*Short task*
Take the lines of the records from the one containing "The service MUST place a point on the man's shorts, one" through the one containing "x=253, y=232", and format them as a numbered list with any blank lines left out.

--- begin Material to process ---

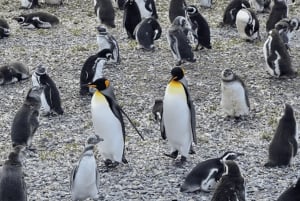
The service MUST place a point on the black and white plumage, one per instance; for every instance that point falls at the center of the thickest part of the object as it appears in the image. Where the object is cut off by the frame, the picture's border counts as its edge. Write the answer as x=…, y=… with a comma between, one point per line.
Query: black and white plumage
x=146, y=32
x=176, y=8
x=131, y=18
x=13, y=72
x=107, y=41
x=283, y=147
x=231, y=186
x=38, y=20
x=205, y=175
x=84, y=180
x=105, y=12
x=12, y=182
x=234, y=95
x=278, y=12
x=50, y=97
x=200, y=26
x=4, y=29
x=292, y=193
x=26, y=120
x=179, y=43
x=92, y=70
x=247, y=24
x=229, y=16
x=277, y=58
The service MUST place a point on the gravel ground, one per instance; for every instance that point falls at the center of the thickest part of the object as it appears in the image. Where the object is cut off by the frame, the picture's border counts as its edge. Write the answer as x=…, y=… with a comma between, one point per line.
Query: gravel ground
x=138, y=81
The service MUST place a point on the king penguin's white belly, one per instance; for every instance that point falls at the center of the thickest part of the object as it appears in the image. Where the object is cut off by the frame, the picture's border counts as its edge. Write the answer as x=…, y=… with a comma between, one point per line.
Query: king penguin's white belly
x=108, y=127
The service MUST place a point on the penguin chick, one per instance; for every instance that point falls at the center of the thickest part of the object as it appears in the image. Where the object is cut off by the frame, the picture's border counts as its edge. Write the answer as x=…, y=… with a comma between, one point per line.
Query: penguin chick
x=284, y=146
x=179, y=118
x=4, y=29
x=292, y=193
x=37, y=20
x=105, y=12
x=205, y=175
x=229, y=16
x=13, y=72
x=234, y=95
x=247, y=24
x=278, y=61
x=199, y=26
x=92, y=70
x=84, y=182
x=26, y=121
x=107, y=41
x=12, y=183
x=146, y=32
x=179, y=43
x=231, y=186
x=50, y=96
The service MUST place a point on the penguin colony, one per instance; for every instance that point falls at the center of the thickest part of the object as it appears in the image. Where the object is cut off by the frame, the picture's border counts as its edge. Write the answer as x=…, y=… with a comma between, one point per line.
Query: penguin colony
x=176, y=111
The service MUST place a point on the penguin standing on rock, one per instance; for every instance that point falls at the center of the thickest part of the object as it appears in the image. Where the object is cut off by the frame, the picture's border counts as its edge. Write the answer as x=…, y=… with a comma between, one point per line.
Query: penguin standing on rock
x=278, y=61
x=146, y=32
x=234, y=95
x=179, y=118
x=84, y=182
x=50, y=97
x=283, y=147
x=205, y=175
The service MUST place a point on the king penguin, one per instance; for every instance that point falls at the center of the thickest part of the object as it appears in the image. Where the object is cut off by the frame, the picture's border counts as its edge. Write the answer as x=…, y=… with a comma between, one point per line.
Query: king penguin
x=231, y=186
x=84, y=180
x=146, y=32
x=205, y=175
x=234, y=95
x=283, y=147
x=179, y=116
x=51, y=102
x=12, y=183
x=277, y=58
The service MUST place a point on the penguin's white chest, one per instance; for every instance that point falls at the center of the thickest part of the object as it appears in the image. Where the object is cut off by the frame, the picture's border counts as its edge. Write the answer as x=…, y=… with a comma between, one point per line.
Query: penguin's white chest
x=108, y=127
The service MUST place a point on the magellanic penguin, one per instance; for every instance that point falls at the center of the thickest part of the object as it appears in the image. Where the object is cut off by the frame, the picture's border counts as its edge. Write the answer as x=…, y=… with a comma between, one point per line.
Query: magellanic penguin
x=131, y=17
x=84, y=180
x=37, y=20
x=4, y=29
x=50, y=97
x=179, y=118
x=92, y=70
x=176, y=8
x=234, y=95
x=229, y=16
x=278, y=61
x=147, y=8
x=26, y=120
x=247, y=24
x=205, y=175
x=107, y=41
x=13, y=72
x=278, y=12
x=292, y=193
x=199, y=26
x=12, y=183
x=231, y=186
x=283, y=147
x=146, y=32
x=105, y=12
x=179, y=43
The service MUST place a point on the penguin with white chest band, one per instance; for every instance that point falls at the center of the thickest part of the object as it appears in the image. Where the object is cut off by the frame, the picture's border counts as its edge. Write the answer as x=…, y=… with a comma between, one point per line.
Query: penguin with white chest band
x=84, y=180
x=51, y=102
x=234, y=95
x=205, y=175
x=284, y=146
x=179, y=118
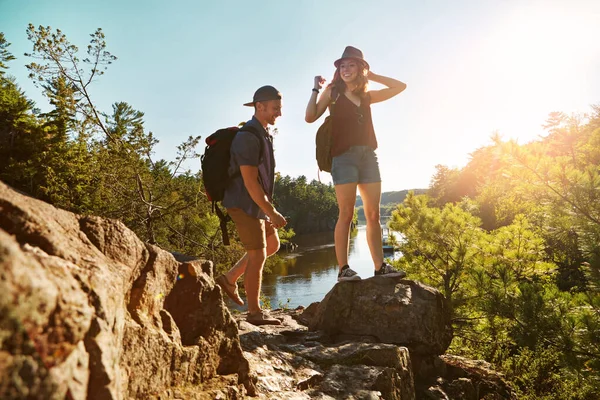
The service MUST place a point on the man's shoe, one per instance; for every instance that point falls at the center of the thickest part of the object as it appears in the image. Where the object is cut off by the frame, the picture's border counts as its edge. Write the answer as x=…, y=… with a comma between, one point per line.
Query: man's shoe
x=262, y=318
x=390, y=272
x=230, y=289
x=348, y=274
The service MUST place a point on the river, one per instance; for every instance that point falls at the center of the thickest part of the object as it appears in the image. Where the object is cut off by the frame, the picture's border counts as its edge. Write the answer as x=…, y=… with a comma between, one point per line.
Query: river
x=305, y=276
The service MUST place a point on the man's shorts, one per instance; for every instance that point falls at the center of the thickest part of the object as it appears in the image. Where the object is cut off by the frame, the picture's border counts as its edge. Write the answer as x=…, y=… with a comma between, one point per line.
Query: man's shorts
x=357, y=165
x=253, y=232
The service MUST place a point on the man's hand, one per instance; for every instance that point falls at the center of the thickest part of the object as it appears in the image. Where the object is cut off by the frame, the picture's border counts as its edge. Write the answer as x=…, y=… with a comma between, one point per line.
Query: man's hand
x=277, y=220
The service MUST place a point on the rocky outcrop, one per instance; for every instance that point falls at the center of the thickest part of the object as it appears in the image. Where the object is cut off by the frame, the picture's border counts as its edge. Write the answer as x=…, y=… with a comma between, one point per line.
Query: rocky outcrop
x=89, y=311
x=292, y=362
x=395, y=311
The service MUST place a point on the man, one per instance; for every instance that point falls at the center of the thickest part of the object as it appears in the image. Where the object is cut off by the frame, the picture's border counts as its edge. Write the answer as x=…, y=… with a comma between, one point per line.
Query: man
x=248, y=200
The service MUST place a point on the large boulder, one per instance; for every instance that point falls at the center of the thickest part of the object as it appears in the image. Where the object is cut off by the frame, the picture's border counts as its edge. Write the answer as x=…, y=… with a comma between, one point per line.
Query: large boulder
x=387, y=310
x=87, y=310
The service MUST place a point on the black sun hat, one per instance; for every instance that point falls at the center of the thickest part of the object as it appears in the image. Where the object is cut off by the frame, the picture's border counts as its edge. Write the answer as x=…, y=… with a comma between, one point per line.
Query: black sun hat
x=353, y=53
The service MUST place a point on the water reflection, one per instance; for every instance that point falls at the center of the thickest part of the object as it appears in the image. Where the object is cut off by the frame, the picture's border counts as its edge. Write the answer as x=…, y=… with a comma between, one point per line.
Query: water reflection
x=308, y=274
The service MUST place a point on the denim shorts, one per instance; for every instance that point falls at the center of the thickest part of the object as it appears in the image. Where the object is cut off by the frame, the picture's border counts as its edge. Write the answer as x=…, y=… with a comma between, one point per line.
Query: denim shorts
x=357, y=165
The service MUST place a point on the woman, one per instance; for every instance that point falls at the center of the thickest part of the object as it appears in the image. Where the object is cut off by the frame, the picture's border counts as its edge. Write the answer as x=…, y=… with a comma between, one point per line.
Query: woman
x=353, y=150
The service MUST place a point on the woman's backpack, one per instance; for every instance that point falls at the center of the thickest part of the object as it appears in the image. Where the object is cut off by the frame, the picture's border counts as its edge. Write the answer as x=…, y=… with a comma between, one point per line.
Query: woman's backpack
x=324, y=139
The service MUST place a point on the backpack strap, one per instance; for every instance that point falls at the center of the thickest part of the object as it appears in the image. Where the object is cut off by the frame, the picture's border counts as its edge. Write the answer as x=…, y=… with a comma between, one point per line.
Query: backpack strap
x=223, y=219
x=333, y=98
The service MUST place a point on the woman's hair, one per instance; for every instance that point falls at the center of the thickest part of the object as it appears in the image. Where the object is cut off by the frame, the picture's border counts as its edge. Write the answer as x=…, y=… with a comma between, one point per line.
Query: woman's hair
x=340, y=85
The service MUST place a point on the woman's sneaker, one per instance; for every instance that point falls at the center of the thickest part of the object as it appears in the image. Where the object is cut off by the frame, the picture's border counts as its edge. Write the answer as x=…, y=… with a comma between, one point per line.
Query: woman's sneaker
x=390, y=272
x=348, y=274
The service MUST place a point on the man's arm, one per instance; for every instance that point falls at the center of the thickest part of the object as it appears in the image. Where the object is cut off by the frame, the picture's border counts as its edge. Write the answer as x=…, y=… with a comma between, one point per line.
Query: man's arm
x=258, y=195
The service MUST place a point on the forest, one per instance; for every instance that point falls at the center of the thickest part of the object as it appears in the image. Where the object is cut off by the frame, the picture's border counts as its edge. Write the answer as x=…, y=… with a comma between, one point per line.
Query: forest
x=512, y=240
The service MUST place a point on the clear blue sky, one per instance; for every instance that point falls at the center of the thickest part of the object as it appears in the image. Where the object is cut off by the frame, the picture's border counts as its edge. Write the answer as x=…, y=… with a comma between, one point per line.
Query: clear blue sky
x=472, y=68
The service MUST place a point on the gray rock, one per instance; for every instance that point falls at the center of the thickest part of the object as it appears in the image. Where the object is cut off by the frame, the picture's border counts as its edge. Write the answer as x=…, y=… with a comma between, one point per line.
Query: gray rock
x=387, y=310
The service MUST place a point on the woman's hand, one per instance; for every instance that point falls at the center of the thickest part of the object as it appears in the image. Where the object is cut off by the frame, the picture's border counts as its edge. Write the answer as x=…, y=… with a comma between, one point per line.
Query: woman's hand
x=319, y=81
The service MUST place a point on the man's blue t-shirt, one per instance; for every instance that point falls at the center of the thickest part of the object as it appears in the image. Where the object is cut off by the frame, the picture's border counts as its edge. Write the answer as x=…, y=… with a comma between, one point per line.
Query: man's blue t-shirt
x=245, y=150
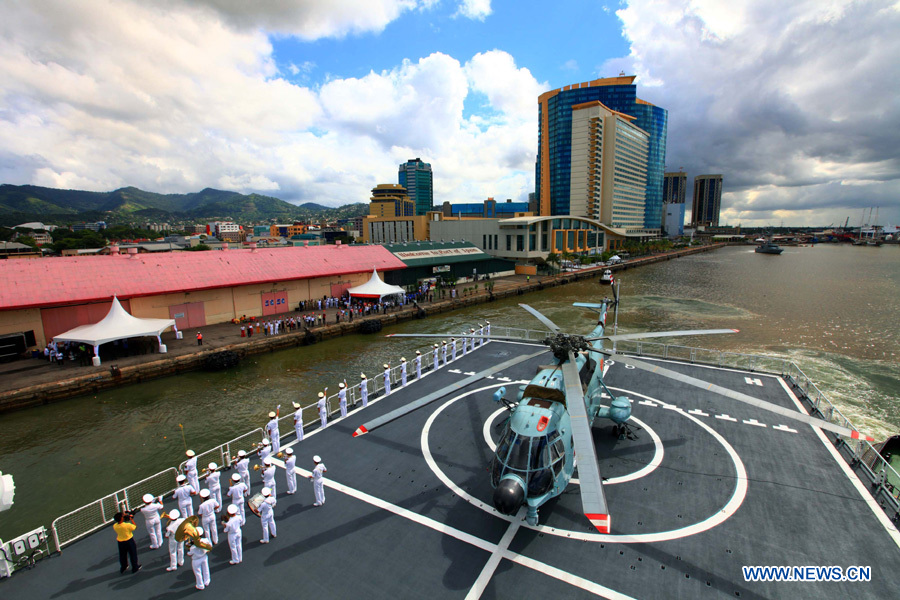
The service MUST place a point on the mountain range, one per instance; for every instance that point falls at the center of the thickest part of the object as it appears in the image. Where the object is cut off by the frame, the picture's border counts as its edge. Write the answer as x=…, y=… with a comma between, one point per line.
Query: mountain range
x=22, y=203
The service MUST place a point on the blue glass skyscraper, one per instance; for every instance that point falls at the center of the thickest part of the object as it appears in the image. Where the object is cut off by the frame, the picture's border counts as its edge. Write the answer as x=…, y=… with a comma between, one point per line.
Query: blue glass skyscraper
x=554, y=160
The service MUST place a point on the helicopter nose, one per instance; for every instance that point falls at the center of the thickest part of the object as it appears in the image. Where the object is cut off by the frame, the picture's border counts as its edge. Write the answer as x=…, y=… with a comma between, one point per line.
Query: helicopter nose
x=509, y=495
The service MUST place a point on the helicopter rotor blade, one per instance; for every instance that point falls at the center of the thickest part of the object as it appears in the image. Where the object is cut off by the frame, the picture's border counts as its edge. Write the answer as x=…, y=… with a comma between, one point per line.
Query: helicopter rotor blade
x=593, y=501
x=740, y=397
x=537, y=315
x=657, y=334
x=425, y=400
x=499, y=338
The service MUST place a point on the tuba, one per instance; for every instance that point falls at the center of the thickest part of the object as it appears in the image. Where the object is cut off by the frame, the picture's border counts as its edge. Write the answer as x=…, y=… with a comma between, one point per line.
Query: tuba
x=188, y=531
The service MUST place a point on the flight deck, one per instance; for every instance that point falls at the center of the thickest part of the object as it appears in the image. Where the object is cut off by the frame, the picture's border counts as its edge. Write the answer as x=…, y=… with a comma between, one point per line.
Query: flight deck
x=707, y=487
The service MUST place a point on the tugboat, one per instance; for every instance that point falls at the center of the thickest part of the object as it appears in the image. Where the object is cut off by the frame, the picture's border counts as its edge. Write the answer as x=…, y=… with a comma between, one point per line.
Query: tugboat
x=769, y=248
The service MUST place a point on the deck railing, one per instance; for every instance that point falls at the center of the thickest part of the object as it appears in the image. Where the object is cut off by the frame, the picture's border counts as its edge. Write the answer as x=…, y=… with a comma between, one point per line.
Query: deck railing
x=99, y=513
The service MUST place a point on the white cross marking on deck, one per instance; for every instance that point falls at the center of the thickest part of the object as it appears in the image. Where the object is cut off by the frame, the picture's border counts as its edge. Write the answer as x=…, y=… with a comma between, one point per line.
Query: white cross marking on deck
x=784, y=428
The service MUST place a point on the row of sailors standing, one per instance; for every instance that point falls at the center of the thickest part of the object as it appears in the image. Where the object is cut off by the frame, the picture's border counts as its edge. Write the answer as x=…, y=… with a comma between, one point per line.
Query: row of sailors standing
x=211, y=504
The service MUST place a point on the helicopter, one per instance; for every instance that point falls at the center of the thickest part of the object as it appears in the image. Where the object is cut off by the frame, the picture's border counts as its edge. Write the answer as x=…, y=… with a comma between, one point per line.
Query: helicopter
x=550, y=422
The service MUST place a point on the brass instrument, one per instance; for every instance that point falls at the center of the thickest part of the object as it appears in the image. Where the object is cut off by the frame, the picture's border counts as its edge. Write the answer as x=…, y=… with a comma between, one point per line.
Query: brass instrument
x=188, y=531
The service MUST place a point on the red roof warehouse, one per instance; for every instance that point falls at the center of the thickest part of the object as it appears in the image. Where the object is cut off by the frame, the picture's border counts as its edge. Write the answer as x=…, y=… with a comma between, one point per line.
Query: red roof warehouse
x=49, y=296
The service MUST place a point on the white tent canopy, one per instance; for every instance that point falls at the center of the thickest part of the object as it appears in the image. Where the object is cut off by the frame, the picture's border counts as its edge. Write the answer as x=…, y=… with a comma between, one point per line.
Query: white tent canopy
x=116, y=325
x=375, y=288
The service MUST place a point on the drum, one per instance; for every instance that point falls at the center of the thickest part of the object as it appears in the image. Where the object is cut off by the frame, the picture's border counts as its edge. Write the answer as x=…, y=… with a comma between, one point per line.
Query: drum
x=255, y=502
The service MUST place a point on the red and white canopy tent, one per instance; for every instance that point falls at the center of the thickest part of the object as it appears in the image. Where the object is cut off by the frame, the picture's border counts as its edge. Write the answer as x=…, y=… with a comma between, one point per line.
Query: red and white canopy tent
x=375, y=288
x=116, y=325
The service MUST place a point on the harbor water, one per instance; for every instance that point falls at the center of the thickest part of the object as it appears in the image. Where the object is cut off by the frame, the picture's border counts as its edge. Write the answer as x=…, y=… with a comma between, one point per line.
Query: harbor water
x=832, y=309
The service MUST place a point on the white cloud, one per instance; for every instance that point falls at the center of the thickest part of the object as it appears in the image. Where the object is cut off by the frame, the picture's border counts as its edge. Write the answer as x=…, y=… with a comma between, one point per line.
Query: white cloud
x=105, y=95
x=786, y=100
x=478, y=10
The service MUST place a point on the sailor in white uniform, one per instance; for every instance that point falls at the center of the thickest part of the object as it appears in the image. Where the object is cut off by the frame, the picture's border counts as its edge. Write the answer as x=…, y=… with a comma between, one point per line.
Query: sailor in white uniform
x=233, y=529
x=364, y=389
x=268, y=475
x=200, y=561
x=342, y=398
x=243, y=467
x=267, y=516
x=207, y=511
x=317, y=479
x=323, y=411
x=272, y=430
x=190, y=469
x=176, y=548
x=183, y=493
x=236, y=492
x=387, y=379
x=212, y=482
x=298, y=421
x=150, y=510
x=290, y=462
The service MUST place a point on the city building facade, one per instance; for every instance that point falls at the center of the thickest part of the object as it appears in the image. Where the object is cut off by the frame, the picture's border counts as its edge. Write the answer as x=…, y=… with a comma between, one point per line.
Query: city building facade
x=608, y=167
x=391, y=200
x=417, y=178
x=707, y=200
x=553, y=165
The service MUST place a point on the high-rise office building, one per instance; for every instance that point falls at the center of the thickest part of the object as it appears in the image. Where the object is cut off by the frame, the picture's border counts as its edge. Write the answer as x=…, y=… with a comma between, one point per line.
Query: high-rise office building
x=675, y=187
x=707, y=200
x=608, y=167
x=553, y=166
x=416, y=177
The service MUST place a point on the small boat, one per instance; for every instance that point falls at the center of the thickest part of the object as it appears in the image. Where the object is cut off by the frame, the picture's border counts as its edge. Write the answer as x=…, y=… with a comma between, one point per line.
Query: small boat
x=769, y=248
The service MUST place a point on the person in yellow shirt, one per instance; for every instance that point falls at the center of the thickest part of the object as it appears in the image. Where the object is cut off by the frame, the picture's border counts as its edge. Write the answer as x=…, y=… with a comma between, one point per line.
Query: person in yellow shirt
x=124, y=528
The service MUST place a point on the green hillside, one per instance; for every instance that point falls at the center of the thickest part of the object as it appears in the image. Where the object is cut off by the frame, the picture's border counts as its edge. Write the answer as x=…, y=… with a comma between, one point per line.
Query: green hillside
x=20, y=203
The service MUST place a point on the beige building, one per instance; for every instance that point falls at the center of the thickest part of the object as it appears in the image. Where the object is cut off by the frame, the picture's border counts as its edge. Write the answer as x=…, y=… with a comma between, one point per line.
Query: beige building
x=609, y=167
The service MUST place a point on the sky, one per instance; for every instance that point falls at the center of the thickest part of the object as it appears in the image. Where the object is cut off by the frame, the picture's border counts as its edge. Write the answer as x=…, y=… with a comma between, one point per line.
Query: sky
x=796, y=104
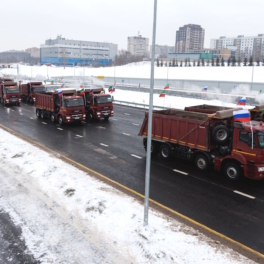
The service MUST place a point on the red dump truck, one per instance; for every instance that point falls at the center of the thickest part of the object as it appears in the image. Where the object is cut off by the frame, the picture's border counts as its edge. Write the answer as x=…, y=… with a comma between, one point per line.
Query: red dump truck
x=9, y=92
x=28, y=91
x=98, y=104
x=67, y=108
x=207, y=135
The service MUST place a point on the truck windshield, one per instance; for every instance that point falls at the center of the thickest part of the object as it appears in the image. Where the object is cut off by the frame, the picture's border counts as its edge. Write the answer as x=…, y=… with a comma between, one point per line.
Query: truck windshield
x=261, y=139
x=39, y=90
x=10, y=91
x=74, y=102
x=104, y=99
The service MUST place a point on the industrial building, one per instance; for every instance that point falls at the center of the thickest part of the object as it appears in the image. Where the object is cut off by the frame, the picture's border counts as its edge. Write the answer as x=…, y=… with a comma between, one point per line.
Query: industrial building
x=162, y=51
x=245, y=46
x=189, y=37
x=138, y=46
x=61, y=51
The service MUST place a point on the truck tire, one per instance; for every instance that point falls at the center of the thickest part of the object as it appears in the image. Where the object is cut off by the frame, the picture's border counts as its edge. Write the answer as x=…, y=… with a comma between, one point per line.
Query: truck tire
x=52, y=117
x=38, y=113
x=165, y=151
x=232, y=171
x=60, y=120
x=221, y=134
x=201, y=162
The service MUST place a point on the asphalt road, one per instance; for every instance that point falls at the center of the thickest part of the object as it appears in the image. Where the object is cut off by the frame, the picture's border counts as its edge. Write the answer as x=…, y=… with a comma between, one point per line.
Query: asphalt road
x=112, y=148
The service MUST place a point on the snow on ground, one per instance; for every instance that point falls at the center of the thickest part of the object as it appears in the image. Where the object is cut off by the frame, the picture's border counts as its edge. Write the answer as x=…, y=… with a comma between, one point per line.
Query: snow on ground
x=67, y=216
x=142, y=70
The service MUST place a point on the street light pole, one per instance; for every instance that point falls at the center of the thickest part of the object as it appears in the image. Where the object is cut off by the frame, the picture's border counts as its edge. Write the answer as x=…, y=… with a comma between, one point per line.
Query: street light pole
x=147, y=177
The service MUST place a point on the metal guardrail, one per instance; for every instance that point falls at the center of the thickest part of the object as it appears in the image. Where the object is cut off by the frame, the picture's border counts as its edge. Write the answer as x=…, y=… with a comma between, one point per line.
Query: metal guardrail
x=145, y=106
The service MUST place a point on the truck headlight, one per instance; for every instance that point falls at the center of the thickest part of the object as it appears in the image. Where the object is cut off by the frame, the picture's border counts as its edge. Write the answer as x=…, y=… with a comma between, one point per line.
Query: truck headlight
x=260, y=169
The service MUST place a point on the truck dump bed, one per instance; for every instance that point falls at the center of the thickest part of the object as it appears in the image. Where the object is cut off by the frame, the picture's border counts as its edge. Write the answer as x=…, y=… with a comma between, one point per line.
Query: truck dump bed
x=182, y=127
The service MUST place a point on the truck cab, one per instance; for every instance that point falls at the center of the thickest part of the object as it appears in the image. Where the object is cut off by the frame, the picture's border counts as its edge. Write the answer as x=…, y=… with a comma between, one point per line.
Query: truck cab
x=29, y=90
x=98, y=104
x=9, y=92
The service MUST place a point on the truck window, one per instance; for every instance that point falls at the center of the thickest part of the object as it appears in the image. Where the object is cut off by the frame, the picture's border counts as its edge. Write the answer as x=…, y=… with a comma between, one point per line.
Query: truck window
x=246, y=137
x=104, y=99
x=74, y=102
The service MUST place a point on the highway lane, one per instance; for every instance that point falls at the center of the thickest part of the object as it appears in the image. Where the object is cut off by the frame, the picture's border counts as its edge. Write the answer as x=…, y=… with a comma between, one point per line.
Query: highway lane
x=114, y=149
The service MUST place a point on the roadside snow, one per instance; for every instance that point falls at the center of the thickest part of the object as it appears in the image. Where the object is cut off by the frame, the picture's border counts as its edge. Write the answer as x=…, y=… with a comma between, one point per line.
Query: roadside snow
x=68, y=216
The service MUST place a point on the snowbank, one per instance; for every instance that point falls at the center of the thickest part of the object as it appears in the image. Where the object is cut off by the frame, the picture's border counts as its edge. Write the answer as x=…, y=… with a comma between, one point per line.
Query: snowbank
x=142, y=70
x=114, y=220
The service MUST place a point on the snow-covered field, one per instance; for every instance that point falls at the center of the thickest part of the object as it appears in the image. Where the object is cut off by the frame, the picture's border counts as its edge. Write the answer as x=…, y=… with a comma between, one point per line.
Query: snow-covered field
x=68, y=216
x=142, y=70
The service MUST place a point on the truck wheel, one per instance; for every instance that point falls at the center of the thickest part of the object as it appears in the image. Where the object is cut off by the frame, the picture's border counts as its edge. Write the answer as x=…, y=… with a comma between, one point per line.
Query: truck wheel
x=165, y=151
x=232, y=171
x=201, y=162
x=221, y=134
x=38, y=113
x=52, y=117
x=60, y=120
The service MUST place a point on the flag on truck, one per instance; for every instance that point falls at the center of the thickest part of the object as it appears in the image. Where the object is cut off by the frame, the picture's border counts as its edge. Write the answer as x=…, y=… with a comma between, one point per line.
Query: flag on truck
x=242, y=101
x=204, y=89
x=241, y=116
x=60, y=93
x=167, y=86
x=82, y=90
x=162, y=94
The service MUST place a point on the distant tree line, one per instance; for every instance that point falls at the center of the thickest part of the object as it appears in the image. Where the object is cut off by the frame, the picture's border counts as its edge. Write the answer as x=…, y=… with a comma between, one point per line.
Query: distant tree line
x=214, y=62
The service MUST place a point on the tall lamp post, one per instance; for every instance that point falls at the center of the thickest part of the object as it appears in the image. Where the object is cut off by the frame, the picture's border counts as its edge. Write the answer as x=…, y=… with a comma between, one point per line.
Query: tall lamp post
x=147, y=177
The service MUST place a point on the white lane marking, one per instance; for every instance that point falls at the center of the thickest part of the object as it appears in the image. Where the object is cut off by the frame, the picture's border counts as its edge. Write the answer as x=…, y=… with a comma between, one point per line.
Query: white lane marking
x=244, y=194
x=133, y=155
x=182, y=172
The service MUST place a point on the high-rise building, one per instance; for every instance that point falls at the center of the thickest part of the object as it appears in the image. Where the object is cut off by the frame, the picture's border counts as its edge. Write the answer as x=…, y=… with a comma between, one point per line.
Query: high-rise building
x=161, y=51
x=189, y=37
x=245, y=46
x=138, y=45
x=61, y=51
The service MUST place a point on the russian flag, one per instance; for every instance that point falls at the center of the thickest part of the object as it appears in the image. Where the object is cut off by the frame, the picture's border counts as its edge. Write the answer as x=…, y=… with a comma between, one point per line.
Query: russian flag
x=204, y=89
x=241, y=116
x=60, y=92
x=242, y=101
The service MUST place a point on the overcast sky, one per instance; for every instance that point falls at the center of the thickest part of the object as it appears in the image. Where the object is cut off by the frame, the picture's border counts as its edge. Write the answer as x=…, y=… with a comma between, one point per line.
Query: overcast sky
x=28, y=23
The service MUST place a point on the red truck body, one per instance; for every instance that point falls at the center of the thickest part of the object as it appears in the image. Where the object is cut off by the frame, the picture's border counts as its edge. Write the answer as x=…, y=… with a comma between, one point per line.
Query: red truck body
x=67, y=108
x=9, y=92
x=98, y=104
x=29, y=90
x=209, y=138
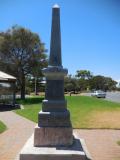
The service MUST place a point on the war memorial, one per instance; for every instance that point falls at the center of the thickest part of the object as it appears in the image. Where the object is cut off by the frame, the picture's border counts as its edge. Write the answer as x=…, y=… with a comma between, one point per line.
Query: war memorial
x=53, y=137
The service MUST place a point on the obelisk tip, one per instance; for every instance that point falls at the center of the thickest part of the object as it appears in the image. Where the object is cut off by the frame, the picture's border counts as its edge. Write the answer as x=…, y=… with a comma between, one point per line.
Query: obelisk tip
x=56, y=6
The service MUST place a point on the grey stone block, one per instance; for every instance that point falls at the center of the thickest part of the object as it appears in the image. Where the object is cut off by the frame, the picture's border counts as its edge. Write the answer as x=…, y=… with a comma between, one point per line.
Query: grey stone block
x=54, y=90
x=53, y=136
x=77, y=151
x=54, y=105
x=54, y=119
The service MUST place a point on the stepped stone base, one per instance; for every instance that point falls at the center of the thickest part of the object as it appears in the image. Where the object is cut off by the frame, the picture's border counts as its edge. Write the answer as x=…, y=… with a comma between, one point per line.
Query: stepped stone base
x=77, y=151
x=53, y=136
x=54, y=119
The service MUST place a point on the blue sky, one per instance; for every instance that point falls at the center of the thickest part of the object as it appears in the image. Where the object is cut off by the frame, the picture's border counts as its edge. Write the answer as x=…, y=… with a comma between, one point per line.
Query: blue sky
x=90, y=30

--- end Material to process ---

*Written response*
1. The service MUST place a point on the man's shorts, one per instance; for every instance that point falls at the center of the thickest part of the object as it appears in the image. Where the object is cut off by the frame, the picture's border counts as its edge. Write the answer as x=…, y=… with a comma between, one point per line.
2. Query: man's shorts
3. x=357, y=165
4. x=253, y=232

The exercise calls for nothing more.